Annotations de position
********

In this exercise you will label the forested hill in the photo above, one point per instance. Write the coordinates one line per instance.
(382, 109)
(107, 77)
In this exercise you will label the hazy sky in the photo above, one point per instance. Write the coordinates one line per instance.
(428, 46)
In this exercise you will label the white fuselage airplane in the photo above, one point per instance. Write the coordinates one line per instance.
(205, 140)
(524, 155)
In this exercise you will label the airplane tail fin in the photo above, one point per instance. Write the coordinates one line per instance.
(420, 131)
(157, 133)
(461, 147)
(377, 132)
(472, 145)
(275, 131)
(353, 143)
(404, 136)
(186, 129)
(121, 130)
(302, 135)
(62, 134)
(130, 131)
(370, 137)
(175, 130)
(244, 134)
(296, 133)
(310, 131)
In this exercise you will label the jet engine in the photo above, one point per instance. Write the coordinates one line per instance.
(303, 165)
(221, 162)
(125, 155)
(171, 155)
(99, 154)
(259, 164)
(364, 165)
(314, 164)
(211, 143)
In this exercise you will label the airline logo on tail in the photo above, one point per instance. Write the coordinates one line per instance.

********

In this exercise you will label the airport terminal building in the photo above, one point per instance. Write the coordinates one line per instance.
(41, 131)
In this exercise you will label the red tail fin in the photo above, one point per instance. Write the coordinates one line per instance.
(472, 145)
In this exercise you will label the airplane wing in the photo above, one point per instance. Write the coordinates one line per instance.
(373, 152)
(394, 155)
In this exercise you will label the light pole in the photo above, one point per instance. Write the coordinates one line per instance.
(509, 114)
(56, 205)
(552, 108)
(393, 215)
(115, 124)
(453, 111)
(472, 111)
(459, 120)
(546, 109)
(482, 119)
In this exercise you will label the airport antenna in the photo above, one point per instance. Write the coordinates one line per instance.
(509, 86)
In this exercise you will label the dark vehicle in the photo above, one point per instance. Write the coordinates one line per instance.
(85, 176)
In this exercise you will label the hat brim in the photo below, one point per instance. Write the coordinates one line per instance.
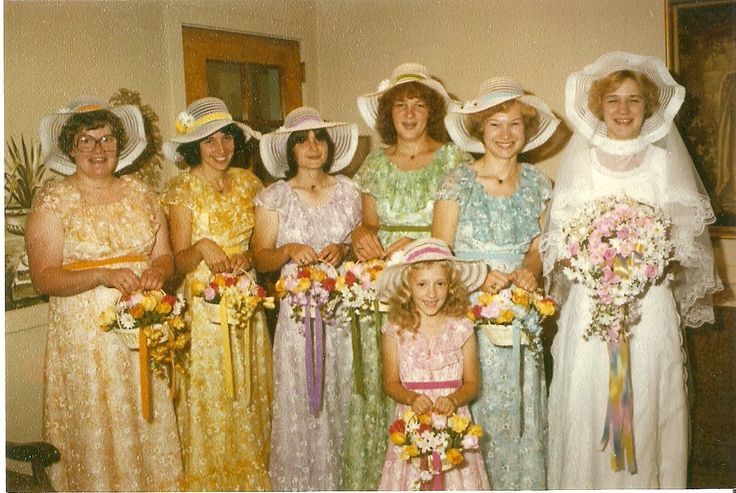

********

Travail demandé
Reproduisez à l'identique les lignes des items, en partant de celle qui contient « In this exercise you will label the forested » et en terminant par celle qui contient « In this exercise you will label the airline », ces deux lignes comprises.

Corrigé
In this exercise you will label the forested hill in the photo above, one point per instance. Write the coordinates one line per instance.
(382, 109)
(107, 77)
In this exercise you will label the hazy sky in the photo above, one point per instance. Write the coordinates one line per instance.
(428, 46)
In this exercise you will label the white fuselage airplane in the photo above, one point per instance. Write the coordinates one line per instance.
(205, 140)
(524, 155)
In this exercise you will label the airplane tail fin in the photo above, one point per instance. Write the coordinates one line per instance.
(420, 131)
(157, 133)
(461, 147)
(377, 132)
(472, 145)
(275, 131)
(353, 143)
(404, 136)
(186, 129)
(121, 130)
(302, 135)
(62, 134)
(130, 131)
(370, 137)
(175, 130)
(244, 134)
(296, 133)
(310, 131)
In this exercise you will label the jet engine in the photo above, one point per instance. Write the coordinates one line per instance.
(303, 165)
(221, 162)
(125, 155)
(171, 155)
(99, 154)
(259, 164)
(364, 165)
(314, 164)
(211, 143)
In this exercise you will label the airline logo on tail in the photo above, one point per instance. Write the coordinates one line per instance.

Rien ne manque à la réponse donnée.